§ **WHAT THIS TASK INVOLVES**
Reproduce the entries below in full, word for word.

─── RECORD EXCERPTS

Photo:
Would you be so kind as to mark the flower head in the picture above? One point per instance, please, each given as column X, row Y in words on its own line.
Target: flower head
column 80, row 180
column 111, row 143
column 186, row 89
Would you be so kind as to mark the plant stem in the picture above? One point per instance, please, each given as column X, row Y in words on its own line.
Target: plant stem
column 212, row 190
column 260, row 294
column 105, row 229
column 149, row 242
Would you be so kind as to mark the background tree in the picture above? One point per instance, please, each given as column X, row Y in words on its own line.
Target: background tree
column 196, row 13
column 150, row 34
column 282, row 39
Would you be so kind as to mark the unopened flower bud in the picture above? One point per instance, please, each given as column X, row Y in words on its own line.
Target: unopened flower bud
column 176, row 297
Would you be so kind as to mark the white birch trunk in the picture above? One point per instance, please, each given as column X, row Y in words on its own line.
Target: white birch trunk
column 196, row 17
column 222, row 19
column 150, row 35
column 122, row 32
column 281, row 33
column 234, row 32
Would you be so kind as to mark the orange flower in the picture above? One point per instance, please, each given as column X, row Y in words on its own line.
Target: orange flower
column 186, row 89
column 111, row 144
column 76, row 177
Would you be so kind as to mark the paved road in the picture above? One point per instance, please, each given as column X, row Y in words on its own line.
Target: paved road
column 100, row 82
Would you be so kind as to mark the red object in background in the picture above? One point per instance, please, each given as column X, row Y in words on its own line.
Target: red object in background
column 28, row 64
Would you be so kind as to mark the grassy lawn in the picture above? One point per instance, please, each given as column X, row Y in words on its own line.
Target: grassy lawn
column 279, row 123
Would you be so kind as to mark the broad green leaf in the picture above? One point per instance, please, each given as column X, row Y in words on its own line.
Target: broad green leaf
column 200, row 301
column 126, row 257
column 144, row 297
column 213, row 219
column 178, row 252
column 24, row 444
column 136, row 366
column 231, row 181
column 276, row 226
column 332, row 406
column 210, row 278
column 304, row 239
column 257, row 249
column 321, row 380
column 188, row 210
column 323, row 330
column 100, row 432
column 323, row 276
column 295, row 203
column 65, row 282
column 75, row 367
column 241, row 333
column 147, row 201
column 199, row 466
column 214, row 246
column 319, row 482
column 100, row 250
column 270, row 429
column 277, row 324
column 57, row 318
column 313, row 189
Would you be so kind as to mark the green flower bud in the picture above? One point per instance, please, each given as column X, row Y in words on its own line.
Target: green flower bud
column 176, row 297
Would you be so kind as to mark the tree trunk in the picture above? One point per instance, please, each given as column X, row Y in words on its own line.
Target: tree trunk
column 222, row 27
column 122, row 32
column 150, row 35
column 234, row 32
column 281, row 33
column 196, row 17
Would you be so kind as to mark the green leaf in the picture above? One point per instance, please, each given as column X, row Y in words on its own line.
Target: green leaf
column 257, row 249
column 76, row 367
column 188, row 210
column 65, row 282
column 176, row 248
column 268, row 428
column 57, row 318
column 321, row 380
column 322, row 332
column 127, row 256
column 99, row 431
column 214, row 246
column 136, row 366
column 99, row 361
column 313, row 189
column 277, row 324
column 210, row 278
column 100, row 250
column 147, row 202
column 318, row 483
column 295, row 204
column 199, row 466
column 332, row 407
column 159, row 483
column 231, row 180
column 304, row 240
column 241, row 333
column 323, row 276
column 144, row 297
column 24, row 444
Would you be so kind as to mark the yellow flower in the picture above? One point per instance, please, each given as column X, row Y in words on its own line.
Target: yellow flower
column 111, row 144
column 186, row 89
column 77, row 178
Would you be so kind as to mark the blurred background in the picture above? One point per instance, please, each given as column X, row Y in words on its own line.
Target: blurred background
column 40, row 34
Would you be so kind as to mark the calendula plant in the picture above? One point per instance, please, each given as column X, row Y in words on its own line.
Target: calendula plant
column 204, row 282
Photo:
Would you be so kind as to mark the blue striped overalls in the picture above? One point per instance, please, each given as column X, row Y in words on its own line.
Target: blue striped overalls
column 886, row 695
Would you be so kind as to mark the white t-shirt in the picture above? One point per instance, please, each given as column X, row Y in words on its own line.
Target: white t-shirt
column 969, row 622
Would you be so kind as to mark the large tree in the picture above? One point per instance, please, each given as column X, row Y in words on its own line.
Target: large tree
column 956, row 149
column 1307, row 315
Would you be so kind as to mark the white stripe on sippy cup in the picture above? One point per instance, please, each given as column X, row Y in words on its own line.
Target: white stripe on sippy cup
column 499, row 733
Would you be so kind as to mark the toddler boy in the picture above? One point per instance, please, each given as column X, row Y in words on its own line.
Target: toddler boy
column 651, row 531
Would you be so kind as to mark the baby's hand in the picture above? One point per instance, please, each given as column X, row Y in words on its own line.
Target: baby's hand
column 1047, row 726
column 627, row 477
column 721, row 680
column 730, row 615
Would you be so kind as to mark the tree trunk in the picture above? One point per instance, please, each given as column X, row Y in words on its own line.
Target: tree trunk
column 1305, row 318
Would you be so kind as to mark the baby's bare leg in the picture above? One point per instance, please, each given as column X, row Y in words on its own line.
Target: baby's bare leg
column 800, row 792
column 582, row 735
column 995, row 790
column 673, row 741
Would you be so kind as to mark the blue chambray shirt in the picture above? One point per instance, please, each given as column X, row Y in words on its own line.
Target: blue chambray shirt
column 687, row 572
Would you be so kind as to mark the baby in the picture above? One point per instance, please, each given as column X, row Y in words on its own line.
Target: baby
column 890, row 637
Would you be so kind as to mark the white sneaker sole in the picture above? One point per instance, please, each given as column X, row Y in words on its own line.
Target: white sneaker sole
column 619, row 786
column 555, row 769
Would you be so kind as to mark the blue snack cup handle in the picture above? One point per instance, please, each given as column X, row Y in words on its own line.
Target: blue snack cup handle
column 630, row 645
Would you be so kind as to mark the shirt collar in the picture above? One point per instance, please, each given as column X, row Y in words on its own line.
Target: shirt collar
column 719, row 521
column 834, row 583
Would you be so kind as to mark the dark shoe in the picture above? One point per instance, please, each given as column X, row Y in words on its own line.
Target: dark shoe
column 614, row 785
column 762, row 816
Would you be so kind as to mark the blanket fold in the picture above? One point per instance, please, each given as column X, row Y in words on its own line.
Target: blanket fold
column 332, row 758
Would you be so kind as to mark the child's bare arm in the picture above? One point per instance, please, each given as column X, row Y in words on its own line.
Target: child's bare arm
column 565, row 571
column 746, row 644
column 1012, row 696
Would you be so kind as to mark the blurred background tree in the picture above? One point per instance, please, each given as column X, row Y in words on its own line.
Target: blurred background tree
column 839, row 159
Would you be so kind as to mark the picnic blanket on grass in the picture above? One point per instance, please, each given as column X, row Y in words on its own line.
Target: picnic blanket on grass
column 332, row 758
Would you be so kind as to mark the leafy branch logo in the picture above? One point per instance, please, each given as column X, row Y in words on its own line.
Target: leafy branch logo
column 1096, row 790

──────

§ **ANSWER TO THIS EXERCISE**
Photo:
Would you be so kind as to mark the flower head in the picture above? One point per instance, please, each given as column X, row Y in words on its own line.
Target: flower head
column 80, row 180
column 111, row 143
column 186, row 89
Would you be so kind as to mark the plant stem in the picture above? One point per instance, please, each given as column X, row Y in words on its own line.
Target: plant stem
column 212, row 190
column 260, row 294
column 105, row 229
column 149, row 242
Would you be so kind as to mark the background tree in the picture above? One point per instance, please, each given as column X, row Y in words on its own line.
Target: background tree
column 196, row 13
column 150, row 34
column 282, row 39
Would you be so kind as to mark the unopened flower bud in the picture above? One point per instance, please, each given as column X, row Y in words on its own line.
Target: unopened flower bud
column 176, row 297
Would you be so kind as to mark the white birch trunk in the picture above? One point per instance, please, each given as column X, row Y in words on its own line.
Target: white birch trunk
column 196, row 17
column 222, row 19
column 150, row 35
column 122, row 32
column 281, row 33
column 234, row 32
Would you be so kind as to mark the orange flower in the picture above? One point per instance, please, each given as column X, row Y in words on its own line.
Target: orange flower
column 186, row 89
column 111, row 144
column 76, row 177
Would you be so kind as to mark the paved road in the picture above? One point per instance, please, each given as column X, row Y in words on its own line.
Target: paved road
column 100, row 82
Would you be so kind as to mark the red object in background in the picture above? One point per instance, please, each given as column X, row Y in words on its own line.
Target: red object in background
column 28, row 64
Would you be so kind as to mark the grassy lawn in the picture above? One point per instance, please, each given as column X, row Y in words on its own line.
Target: grassy lawn
column 279, row 123
Would you be so kind as to mark the broad green leaf in the picture above? One point per instance, please, each given as column X, row Y in words on its own line.
Target: broad green leaf
column 200, row 301
column 126, row 257
column 144, row 297
column 213, row 219
column 178, row 252
column 24, row 444
column 136, row 366
column 231, row 181
column 276, row 226
column 332, row 406
column 210, row 278
column 304, row 239
column 257, row 249
column 321, row 380
column 188, row 210
column 323, row 330
column 100, row 432
column 323, row 276
column 295, row 203
column 65, row 282
column 75, row 367
column 241, row 333
column 147, row 201
column 199, row 466
column 214, row 246
column 319, row 482
column 100, row 250
column 270, row 429
column 277, row 324
column 57, row 318
column 313, row 189
Would you be so kind as to mark the green flower bud in the picture above? One point per instance, please, each given as column X, row Y in words on its own line.
Target: green flower bud
column 176, row 297
Would you be so kind as to mark the tree trunk in the picture above? One point per instance, please, each given as column X, row Y in words on its own line.
Target: tree trunk
column 222, row 27
column 122, row 32
column 150, row 35
column 234, row 32
column 281, row 33
column 196, row 17
Would you be so kind as to mark the green leaf in the picture above? One point per instance, please, each given as column X, row Y in words on its own line.
Target: green leaf
column 257, row 249
column 76, row 367
column 188, row 210
column 65, row 282
column 176, row 248
column 268, row 428
column 57, row 318
column 321, row 380
column 322, row 332
column 127, row 256
column 99, row 431
column 214, row 246
column 136, row 366
column 99, row 361
column 313, row 189
column 277, row 324
column 210, row 278
column 100, row 250
column 147, row 202
column 318, row 483
column 295, row 204
column 199, row 466
column 332, row 407
column 159, row 483
column 231, row 180
column 304, row 240
column 241, row 333
column 323, row 276
column 144, row 297
column 24, row 444
Would you be so kind as to mark the yellow flower in the picture above? One point per instance, please, each given as column X, row Y in words on its own line.
Target: yellow flower
column 111, row 144
column 186, row 89
column 77, row 178
Would you be so kind as to mark the blurred background in the picture above? One point per instance, please, each given as column X, row Y in words on its own line.
Target: blurred background
column 40, row 34
Would you be so kind as to mark the calendula plant in the picture above? One point per instance, please, each given as column X, row Y in words on its own line.
Target: calendula plant
column 204, row 282
Photo:
Would you be so kind as to mark the blue striped overalls in the picture above? One point per instance, please, each given as column X, row Y in words on its own line.
Target: blue striped overalls
column 886, row 695
Would you be so kind as to mark the white t-shirt in the picture above? One point per instance, please, each given as column X, row Y in words on its own line.
Target: white t-shirt
column 969, row 622
Would you be so kind as to mark the large tree in the picture above? One point per instance, please, each given as column X, row Y in words on its own line.
Target: large tree
column 956, row 149
column 1307, row 315
Would you be so kind as to mark the white stripe on sippy cup in the picture above? One point per instance, please, each given as column X, row Y in words on its own line.
Target: white stripe on sippy cup
column 499, row 733
Would you be so kind as to mark the toddler boy in the picture above? One point per instance, please, each given as column X, row Y in words on its own line.
Target: toddler boy
column 651, row 531
Would you be so kind as to mark the baby's hand in the picture above? One point per instance, please, each given as column X, row Y in words on its own line.
Target: baby's hand
column 1047, row 726
column 627, row 477
column 721, row 680
column 730, row 615
Would you be so kind as to mark the tree trunk in the picture above? One point per instance, please, each given as column X, row Y in words on its own line.
Target: tree trunk
column 1305, row 318
Would you be so kind as to mark the baby's bare leg in the picture above? One point per instance, please, each given as column X, row Y in words on its own line.
Target: baby's bare leg
column 800, row 792
column 582, row 735
column 995, row 790
column 673, row 741
Would you be so kind as to mark the blue chambray shirt in the picture above? One point per instance, please, each given as column X, row Y in words on its own line.
Target: blue chambray shirt
column 687, row 572
Would you be so kind as to mark the baby in the picture above? One point per instance, please, each given as column X, row Y in words on its own line.
Target: baby
column 890, row 637
Would you be so kind as to mark the white sneaker sole in the picture above? One point per instance, please, each given as column X, row Y in words on its own line.
Target: white sneaker sole
column 619, row 786
column 555, row 769
Would you be so kind as to mark the blue snack cup handle in the picture above? One point per instance, please, each given as column X, row Y in words on its own line.
Target: blue snack cup handle
column 630, row 645
Would you be so kind as to mark the shirt collar in the picture above? One point per instance, please, each given as column X, row Y in words on its own line.
Target: shirt collar
column 719, row 521
column 834, row 583
Would you be so kind as to mark the dark shoe in the picture above? One point per instance, please, each given as column X, row Y in words on its own line.
Target: dark shoe
column 614, row 785
column 762, row 816
Would you be so kind as to mark the blanket fold in the picture above? One point per instance, please, each given as column X, row Y in words on its own line.
Target: blanket fold
column 332, row 758
Would you be so kind as to mark the child's bare arm in the picture above? One point per instance, please, each given as column X, row Y in words on its own line.
Target: child's bare arm
column 565, row 571
column 746, row 644
column 1012, row 696
Would you be so kind as to mark the blurred background tree in the picture above? One point per instance, please, each given as column X, row Y in words on its own line.
Target: blurred background tree
column 839, row 159
Would you be so kind as to mark the picnic blanket on grass in the picture above? One point per instance, please, each given as column X, row Y in words on its own line.
Target: picnic blanket on grass
column 332, row 758
Would you be so kind as to mark the leafy branch logo in the picture above? One point per instance, please, each given as column X, row Y in words on its own line.
Target: leafy branch logo
column 1096, row 790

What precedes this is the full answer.